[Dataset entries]
▽
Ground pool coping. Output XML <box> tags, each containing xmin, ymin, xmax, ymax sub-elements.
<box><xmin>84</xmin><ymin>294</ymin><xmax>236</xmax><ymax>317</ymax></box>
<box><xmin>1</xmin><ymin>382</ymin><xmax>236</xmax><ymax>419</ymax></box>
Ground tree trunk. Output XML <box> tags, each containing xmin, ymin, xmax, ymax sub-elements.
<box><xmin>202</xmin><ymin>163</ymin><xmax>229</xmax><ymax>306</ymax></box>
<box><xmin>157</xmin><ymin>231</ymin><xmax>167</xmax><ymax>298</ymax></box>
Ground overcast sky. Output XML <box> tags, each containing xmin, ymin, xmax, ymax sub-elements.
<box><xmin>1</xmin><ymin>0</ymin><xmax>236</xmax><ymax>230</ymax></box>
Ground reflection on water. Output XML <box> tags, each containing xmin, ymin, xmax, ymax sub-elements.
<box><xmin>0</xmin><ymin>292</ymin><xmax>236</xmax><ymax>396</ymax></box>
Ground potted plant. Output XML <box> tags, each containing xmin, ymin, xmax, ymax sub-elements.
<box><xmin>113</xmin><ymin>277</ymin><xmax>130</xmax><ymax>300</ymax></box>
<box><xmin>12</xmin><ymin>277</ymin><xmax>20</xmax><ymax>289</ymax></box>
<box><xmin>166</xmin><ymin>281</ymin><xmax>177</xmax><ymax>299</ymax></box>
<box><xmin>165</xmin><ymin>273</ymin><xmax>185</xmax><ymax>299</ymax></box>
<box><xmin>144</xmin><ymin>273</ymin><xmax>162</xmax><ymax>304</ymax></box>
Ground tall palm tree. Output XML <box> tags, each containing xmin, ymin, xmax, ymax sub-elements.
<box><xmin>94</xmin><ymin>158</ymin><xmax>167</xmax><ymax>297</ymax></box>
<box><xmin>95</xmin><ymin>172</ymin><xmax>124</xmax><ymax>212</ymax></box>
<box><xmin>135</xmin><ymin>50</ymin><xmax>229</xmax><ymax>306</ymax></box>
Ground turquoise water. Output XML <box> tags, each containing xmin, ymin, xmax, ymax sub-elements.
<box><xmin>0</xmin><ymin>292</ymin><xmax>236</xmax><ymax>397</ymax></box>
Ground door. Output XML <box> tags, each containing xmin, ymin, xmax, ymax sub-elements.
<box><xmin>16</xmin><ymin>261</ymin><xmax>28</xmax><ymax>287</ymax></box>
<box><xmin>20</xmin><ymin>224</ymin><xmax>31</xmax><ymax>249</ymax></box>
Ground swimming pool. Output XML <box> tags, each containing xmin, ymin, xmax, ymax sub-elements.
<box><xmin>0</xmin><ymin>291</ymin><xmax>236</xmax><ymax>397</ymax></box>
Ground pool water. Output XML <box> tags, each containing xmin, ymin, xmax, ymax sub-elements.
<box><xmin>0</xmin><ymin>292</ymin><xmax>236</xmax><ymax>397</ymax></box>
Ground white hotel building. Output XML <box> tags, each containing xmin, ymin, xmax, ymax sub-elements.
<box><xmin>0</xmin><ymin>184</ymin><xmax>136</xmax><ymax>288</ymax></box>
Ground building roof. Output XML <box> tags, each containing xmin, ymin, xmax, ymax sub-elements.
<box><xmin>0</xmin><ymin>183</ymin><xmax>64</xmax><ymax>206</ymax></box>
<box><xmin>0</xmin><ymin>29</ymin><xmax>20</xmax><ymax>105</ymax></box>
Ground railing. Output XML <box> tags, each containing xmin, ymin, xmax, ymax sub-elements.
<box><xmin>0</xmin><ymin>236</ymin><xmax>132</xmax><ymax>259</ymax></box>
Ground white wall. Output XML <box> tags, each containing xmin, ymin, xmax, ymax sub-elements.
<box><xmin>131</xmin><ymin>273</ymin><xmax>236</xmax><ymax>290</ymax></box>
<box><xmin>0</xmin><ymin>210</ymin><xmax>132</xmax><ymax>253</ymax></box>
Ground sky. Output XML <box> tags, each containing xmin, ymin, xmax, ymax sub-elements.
△
# [Work to complete]
Print the lines of the entries, exactly, from the one containing "Ground swimming pool." down to the final line, and leave out all the others.

# [Answer]
Ground swimming pool. Output XML <box> tags, each containing xmin, ymin, xmax, ymax sub-elements.
<box><xmin>0</xmin><ymin>291</ymin><xmax>236</xmax><ymax>397</ymax></box>
Ground pool water. Output XML <box> tags, each containing xmin, ymin, xmax, ymax sub-elements.
<box><xmin>0</xmin><ymin>292</ymin><xmax>236</xmax><ymax>397</ymax></box>
Ground white hotel building. Output XML <box> tags, each containing xmin, ymin, xmax, ymax sub-elements.
<box><xmin>0</xmin><ymin>184</ymin><xmax>136</xmax><ymax>288</ymax></box>
Ground building roof. Output XML <box> tags, each containing xmin, ymin, xmax, ymax sub-elements.
<box><xmin>0</xmin><ymin>183</ymin><xmax>64</xmax><ymax>206</ymax></box>
<box><xmin>0</xmin><ymin>29</ymin><xmax>20</xmax><ymax>105</ymax></box>
Ground railing. Output XML <box> tags, each containing xmin, ymin, xmax, ymax sub-elements.
<box><xmin>0</xmin><ymin>236</ymin><xmax>132</xmax><ymax>259</ymax></box>
Ground white wall. Output XML <box> tags, each containing xmin, ymin, xmax, ymax sub-elements.
<box><xmin>131</xmin><ymin>273</ymin><xmax>236</xmax><ymax>290</ymax></box>
<box><xmin>0</xmin><ymin>210</ymin><xmax>132</xmax><ymax>253</ymax></box>
Ground sky. Output XML <box> tags, each containing xmin, ymin, xmax, ymax sub-elements.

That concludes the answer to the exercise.